AVAILABLE DATA start

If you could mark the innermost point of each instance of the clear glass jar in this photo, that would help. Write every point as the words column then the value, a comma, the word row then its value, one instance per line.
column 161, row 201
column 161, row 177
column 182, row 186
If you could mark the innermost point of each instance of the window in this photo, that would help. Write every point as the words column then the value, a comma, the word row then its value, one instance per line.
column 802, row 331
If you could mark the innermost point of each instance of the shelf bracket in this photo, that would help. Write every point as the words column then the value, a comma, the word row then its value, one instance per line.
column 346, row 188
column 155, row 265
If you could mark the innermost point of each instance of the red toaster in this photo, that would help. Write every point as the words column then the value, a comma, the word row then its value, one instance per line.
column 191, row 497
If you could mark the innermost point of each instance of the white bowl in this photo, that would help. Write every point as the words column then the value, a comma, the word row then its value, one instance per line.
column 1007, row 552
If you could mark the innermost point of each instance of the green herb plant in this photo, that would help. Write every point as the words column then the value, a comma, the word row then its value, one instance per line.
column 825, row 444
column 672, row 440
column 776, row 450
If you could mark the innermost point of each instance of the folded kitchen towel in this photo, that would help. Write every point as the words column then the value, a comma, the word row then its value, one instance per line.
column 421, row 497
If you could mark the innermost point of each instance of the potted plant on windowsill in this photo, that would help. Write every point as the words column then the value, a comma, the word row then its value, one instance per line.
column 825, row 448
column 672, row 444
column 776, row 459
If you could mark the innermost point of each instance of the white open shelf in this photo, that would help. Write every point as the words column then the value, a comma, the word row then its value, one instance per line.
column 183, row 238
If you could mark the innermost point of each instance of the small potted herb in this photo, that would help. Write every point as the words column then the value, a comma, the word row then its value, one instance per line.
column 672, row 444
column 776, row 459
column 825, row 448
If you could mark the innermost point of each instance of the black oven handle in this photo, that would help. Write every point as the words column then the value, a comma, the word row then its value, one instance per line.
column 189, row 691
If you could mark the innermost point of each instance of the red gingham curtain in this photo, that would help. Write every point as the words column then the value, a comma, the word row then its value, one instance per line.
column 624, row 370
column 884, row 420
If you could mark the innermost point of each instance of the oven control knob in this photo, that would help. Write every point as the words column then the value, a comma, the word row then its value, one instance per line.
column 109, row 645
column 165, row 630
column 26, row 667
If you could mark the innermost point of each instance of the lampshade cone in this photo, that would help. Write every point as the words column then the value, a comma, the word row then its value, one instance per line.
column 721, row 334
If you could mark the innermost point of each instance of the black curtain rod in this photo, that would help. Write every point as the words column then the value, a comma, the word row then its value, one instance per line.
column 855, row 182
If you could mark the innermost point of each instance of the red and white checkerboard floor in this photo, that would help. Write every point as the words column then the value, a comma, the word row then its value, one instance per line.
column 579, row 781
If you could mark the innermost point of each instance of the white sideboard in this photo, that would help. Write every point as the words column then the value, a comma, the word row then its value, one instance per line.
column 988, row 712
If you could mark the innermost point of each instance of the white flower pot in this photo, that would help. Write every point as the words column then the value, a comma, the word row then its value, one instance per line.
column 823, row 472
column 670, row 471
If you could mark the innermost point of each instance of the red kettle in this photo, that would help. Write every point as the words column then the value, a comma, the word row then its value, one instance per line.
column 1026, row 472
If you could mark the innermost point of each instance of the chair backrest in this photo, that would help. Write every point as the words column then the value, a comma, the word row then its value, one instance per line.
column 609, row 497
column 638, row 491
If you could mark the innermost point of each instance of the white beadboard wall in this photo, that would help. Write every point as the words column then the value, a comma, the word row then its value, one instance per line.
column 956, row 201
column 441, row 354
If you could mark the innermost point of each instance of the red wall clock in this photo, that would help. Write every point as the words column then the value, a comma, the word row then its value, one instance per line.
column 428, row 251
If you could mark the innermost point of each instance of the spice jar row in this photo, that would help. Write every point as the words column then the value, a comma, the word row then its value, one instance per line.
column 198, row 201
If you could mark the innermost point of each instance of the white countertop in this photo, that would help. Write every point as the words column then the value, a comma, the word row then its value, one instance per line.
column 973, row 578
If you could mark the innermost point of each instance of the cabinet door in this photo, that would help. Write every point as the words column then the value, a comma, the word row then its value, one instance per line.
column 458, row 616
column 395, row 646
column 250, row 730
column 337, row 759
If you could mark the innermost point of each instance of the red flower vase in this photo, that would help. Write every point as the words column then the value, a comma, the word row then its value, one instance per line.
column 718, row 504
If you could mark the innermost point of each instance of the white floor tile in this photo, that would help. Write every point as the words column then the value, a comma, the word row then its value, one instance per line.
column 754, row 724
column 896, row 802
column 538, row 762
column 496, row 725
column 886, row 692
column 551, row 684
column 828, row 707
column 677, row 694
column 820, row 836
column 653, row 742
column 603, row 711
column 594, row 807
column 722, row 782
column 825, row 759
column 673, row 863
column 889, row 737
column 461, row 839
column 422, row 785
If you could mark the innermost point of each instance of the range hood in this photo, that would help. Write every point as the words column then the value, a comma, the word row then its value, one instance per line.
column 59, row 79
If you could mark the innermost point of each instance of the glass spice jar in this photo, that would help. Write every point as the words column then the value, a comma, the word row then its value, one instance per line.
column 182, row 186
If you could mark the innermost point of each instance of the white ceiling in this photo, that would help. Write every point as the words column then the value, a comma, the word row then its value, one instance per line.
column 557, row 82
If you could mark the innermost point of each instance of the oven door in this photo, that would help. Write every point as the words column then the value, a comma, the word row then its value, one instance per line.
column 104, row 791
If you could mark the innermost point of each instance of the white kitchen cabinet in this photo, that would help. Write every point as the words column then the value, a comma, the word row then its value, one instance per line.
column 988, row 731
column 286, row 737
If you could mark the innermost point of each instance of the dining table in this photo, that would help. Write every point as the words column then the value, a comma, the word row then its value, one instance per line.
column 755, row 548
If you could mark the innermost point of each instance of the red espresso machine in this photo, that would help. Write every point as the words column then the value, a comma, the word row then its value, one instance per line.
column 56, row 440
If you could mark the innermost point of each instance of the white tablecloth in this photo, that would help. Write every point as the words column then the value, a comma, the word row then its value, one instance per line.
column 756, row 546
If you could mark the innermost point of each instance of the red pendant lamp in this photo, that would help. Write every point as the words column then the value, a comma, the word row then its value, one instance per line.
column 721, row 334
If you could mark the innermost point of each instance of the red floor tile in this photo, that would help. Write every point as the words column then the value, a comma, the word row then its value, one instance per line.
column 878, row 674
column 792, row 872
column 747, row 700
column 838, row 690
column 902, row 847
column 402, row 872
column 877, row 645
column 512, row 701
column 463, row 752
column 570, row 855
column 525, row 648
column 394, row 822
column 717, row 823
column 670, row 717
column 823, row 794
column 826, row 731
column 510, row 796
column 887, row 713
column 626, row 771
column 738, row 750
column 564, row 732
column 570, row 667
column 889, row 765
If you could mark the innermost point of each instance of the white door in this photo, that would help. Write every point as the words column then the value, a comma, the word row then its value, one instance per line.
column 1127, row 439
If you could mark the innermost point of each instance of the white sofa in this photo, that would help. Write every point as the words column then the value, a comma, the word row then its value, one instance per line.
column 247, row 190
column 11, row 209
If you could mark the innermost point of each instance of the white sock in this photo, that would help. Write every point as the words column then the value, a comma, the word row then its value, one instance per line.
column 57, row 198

AVAILABLE DATA end

◆ TASK BRIEF ◆
Would you write down every record again, exactly?

◆ ANSWER TO THE PROBLEM ◆
If you could mark the innermost point of each instance of the clear glass jar in this photo, that would help. Write every point as the words column then the value, a comma, the word row then its value, one instance per line.
column 161, row 201
column 161, row 177
column 182, row 186
If you could mark the innermost point of each instance of the window in this photo, that would help. Write every point as the words column then the value, a comma, the word row then its value, one instance per line.
column 802, row 331
If you could mark the innermost point of each instance of the shelf bracket in this photo, that would help. Write every point as the words column then the value, a comma, the word row then its value, one instance per line.
column 346, row 188
column 155, row 265
If you could mark the innermost point of each instance of the red toaster in this photo, that would help. Write every point as the words column then the value, a comma, the word row then its value, one instance per line.
column 191, row 497
If you could mark the innermost point of each instance of the white bowl in this photo, that would help. Write every point as the words column then the value, a comma, the word row then its value, one instance per line.
column 1007, row 552
If you could mark the innermost point of each instance of the green herb plant in this photo, that would help. Write every point as the words column then the value, a comma, the word row then its value, one instance per line.
column 825, row 444
column 672, row 440
column 776, row 450
If you could mark the innermost point of each instance of the folded kitchen towel in this photo, that would help. Write every point as the words column then the value, a comma, the word row then its value, one instance per line.
column 421, row 497
If you could mark the innermost point of each instance of the potted plant on windowsill in this photo, that would help. Write every point as the words column then the value, a comma, the word row then its value, one instance per line.
column 825, row 448
column 672, row 444
column 776, row 459
If you could mark the innermost point of each instance of the white open shelf in this photo, that would help. Write every point as the words column then the value, a comma, the word row then its value, one instance per line.
column 183, row 238
If you could mark the innermost point of each instance of the small potted herb in this photo, that would help. Write every point as the words column then the value, a comma, the word row then its value, one instance per line.
column 672, row 444
column 776, row 459
column 825, row 448
If you could mark the innermost point of each instance of the black oven handle in this photo, that would help. Write every point as the words column then the value, a comma, the word row then its value, one instance per line.
column 189, row 691
If you could mark the innermost point of each instance of the red gingham curtain in this photo, that would help. Write every point as the words column then the value, a comma, the word row then its value, one instance per line.
column 624, row 370
column 884, row 420
If you could mark the innermost point of each instance of the oven control knob in this photo, that would help. Write every point as the words column then the value, a comma, the word row then its value, one instance per line.
column 109, row 645
column 165, row 630
column 26, row 667
If you could mark the innermost point of each instance of the lampshade cone in this photo, that would help. Write every point as the words column then the value, a comma, the word row then its value, one instance per line.
column 721, row 334
If you could mark the innermost point of each instance of the black curtain rod in this photo, that would help. Write every point as the words column then the value, a comma, the word row then its value, one instance per line.
column 855, row 182
If you could mark the innermost point of each instance of the red and white checkerboard floor in this photo, that would help. Write every point as the words column then the value, a comma, the word row then its value, one instance per line.
column 579, row 781
If you could mark the innermost point of each instance of the white sideboard in this photo, that would help. Write every point as the words column then the value, a comma, the word row then its value, one instance per line.
column 988, row 712
If you could mark the innermost point of each instance of the white flower pot in this photo, that would help. Write every point as the words column then the value, a comma, the word row then its value, one instance per line.
column 823, row 472
column 670, row 471
If you could mark the innermost point of each instance of the red kettle in this photo, that would help. Write every point as the words column then the value, a comma, the word row then its value, one instance per line.
column 1026, row 472
If you could mark the innermost point of each instance of the chair backrest in this photo, that would help. Write every point as the words column then the value, a comma, the word row then its value, one instance per line.
column 609, row 497
column 638, row 491
If you could mark the innermost point of each instance of the white beadboard wall in this photo, that would help. Write every point as the words column then the value, a comma, the word row then its value, one instance per line.
column 956, row 201
column 441, row 354
If you could mark the innermost point of each instance of the red wall clock in this photo, that would help. Write every point as the words column then the value, a comma, the word row then its value, one instance per line.
column 428, row 251
If you could mark the innermost point of each instance of the spice jar row in this photo, that would help. Write every point as the words column then the value, a comma, the word row then its value, one instance per line.
column 198, row 201
If you could mark the innermost point of each instance of the white countertop in this photo, that would help. Write every point as the words column then the value, a comma, the word row then its value, one instance per line.
column 973, row 578
If you could mark the innermost point of each instance of the cabinet door in this photo, that would help. Write every point as the words column then the value, a comma, the word row then its value, one instance per line.
column 458, row 616
column 395, row 646
column 250, row 730
column 337, row 759
If you could mark the innermost point of each instance of the red flower vase in this photo, that would help. Write every point as the words column then the value, a comma, the word row then its value, one instance per line.
column 718, row 504
If you could mark the innermost point of each instance of the white floor tile in this photo, that would help. Write every point as the words column then the value, a comma, the word row then its value, one instance per line.
column 754, row 724
column 896, row 802
column 538, row 762
column 496, row 725
column 886, row 692
column 551, row 684
column 828, row 707
column 677, row 694
column 820, row 836
column 653, row 742
column 603, row 711
column 594, row 807
column 722, row 782
column 825, row 759
column 673, row 863
column 889, row 737
column 461, row 839
column 422, row 785
If you could mark the innermost point of each instance of the range hood in this photo, that would help. Write every point as the words column then the value, a comma, the word row then its value, one instance per line.
column 59, row 79
If you could mark the innermost point of each instance of the glass spice jar in this photo, that would help. Write every point as the words column then the value, a comma, the word row then its value, one instance per line.
column 182, row 186
If you could mark the innermost point of each instance of the white ceiling in this photo, that would help. Write every point as the words column then the value, a comma, the word row then its value, one instance per line.
column 557, row 82
If you could mark the innermost point of each instance of the oven door in this photo, that would help. Write every point as the words column then the value, a comma, the word row then its value, one instance per line.
column 104, row 791
If you could mark the innermost point of each instance of the white kitchen cabinet in this photo, that would help. Write every point as the words column then the value, a comma, the word row then its value, one instance per line.
column 988, row 731
column 286, row 737
If you could mark the innermost point of each instance of the dining table in this photo, that would help. Write every point as the words column then the value, a comma, the word row then its value, one instance per line.
column 755, row 548
If you could mark the innermost point of each instance of the red espresso machine in this photo, that would help. Write every point as the words column then the value, a comma, the word row then its value, one instance per line.
column 56, row 440
If you could mark the innermost point of each instance of the white tablecloth in this photo, that would help. Write every point as the words column then the value, a comma, the word row then its value, one instance per line.
column 756, row 546
If you could mark the innermost point of each instance of the red pendant lamp in this photo, that would help. Write every point as the words column then the value, a comma, the word row then its value, one instance per line.
column 721, row 334
If you could mark the innermost point of each instance of the red floor tile in this photo, that would help. Write every point as the words column then the value, a comma, the word row then its value, one instance per line.
column 878, row 674
column 792, row 872
column 747, row 700
column 838, row 690
column 902, row 847
column 402, row 872
column 877, row 645
column 512, row 701
column 463, row 752
column 570, row 855
column 525, row 648
column 394, row 822
column 717, row 823
column 670, row 717
column 823, row 794
column 826, row 731
column 510, row 796
column 887, row 713
column 626, row 771
column 738, row 750
column 564, row 732
column 570, row 667
column 889, row 765
If you could mark the innermost point of each instance of the white door in this photo, that would help. Write every point as the words column then the value, a comma, the word row then its value, one instance per line.
column 1127, row 439
If you could mark the innermost point of each instance of the white sofa in this photo, that would help. Write every point as the words column then the value, a comma, the word row then its value, one instance per line.
column 247, row 190
column 11, row 209
If you could mark the innermost point of each instance of the white sock in this photo, that would help. Write every point as the words column then the value, a comma, the word row then its value, one instance per line.
column 57, row 198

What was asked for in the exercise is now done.